(Source data)
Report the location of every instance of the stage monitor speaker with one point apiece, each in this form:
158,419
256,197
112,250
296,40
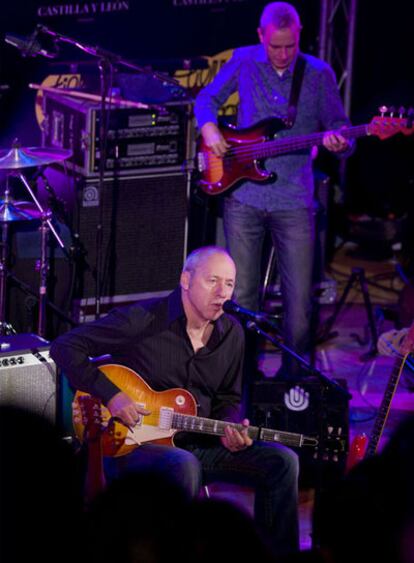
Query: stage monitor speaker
308,408
28,375
144,233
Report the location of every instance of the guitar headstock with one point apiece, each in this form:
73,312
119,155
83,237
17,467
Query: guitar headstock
87,410
390,122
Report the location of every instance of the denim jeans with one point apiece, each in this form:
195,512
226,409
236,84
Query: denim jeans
292,233
271,469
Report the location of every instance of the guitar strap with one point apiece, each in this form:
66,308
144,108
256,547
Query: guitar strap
297,80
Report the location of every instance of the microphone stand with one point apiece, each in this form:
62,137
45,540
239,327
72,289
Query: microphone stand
107,61
278,343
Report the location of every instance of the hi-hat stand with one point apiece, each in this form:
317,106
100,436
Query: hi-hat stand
325,332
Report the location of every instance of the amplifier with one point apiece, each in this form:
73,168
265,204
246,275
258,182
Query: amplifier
28,375
144,234
147,140
306,407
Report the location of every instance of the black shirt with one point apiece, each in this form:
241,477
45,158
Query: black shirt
152,340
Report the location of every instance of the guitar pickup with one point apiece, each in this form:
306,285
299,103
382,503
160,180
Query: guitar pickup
166,418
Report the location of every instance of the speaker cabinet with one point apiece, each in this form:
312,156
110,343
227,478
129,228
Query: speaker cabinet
28,375
144,235
306,407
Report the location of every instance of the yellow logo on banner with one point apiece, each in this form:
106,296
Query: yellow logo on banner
62,81
195,80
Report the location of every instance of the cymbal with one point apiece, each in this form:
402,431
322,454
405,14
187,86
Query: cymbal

• _TASK REQUIREMENTS_:
Restate the records above verbatim. Pictures stay out.

• _EXERCISE RESPONSE_:
Report the location of every instance of the stage monitor speaker with one point apiece, each in this form:
158,419
256,197
112,250
296,40
Query: stage monitor speaker
308,408
28,375
144,233
Report the location of every instance of the guitar headstock with one point apiece, each in this form:
73,312
119,155
83,237
17,467
Query: guitar headstock
87,410
390,122
Report the location of every instance of the denim jeans with one point apiece, each in this form:
195,512
226,409
236,84
Query: denim jeans
292,233
271,469
Report the location of every instance of the guitar strap with one point apiece, each in this form:
66,308
144,108
256,547
Query: guitar strap
297,80
Report the location of every instance of the microphone stand with one point apiece, each in this form:
62,137
45,540
239,327
72,289
Query: microphone stand
107,61
278,343
Report the location of every instance of the hi-hat stand with one point apiece, each in this form:
317,106
100,436
Query: hi-hat stand
325,332
Report the location of every instance of the amplifier with one point apiece, each in this form:
73,168
265,204
246,275
258,182
Query: amplifier
28,375
144,234
147,140
306,407
Report the location of every instance of the black shirt with one point apiece, each in this form:
241,477
45,158
Query: black shirt
152,340
Report the location of every instance of the guitar pickup with one point apiece, each in this form:
306,285
299,103
382,503
160,180
Query: guitar pickup
166,418
Report the location of every instance of the speaker cabinet with one point apiece, each in this form:
312,156
110,343
227,478
129,228
Query: speaker cabinet
28,375
144,235
306,407
Report the location of every instance of the yellow logo on banner with one point apiece, each in this form:
106,296
Query: yellow logo on banner
62,81
195,80
Report the location of every instance of the cymbal with one point apiece, each in this form:
402,431
322,454
405,14
187,86
Query: cymbal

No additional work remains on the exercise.